What you should do
Please take the lines from the one holding "fixes to it." through the one holding "box: [72, 106, 145, 134]" in the data below and copy them exactly.

Data in this exercise
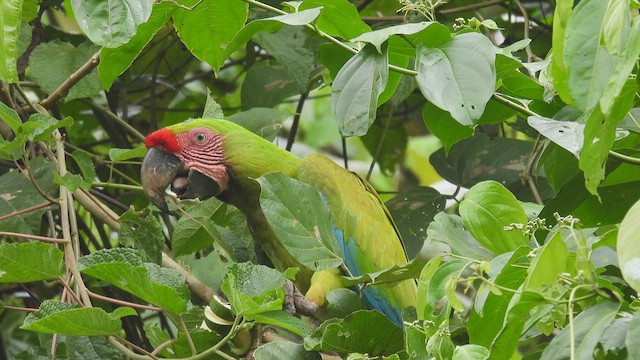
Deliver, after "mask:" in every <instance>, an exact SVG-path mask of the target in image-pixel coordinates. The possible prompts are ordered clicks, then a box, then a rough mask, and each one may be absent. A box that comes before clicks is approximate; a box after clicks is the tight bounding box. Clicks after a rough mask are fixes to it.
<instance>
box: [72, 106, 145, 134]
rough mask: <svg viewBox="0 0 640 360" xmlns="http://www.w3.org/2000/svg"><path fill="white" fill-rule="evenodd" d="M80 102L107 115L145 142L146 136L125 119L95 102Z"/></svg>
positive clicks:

...

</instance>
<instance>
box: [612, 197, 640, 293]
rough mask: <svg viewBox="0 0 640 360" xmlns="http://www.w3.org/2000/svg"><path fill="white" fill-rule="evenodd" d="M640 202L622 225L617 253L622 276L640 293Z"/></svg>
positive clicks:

Response
Deliver, after "mask:" in every <instance>, an exact SVG-path mask of the target in image-pixel coordinates. The possible prompts are ordered clicks, then a box, then a rough mask, and each one may be absent. A box that comes before clicks is approximate; a box after clicks is the tight bounding box. Clicks after a rough mask are fixes to it.
<instance>
box: [72, 106, 145, 134]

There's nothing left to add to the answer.